Segment Start: GIVEN INFORMATION

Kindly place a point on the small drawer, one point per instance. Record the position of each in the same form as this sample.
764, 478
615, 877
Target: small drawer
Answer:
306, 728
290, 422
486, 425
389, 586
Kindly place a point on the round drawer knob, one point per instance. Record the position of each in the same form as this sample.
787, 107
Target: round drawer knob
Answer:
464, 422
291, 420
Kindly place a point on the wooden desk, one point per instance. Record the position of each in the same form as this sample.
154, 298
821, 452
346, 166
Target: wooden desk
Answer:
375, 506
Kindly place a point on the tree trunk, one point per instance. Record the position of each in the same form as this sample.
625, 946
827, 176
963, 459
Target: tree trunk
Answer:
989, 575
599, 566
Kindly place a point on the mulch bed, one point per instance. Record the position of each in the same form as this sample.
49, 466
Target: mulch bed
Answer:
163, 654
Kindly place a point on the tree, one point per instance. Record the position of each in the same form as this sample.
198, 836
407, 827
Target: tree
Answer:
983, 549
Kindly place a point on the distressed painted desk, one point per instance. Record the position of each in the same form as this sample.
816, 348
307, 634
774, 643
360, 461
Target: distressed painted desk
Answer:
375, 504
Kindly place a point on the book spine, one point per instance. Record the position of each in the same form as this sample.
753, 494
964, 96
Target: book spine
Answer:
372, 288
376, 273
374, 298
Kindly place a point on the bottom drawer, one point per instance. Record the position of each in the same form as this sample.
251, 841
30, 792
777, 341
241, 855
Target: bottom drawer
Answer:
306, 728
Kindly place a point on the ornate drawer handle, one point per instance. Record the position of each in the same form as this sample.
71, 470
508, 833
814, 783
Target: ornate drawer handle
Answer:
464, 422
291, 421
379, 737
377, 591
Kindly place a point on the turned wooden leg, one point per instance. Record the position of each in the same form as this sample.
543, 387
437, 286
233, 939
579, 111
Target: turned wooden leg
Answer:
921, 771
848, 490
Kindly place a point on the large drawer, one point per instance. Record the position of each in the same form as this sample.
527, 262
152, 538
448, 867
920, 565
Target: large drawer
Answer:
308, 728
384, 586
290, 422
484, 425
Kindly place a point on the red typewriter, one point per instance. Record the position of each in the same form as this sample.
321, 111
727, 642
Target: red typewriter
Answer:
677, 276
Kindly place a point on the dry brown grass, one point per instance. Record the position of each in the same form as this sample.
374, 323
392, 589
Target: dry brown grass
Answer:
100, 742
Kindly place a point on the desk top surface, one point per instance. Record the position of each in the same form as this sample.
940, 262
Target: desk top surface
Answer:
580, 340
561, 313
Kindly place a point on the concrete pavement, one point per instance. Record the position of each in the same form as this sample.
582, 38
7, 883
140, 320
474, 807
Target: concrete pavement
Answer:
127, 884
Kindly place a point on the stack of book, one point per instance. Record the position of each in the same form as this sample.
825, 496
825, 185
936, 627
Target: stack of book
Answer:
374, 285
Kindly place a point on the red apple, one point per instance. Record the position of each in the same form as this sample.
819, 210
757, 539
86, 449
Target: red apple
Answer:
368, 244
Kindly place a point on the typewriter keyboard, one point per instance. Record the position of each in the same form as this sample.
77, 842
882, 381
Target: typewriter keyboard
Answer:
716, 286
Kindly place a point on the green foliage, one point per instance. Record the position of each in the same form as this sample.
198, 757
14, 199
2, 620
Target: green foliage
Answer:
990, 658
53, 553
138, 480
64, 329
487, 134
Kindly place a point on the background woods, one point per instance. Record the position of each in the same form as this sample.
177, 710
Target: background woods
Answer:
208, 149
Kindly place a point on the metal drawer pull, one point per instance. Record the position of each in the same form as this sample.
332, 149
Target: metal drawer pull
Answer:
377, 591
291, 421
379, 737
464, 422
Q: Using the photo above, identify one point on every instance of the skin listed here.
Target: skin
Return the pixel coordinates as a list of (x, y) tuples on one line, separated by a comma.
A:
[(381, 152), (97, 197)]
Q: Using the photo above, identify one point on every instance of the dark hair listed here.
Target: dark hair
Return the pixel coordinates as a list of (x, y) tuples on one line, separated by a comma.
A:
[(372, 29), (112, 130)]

Segment End: GIVEN INFORMATION

Find every line in the entries that includes the word "stack", then state how many there are and nothing else.

* **SOLUTION TO THIS PROBLEM**: 2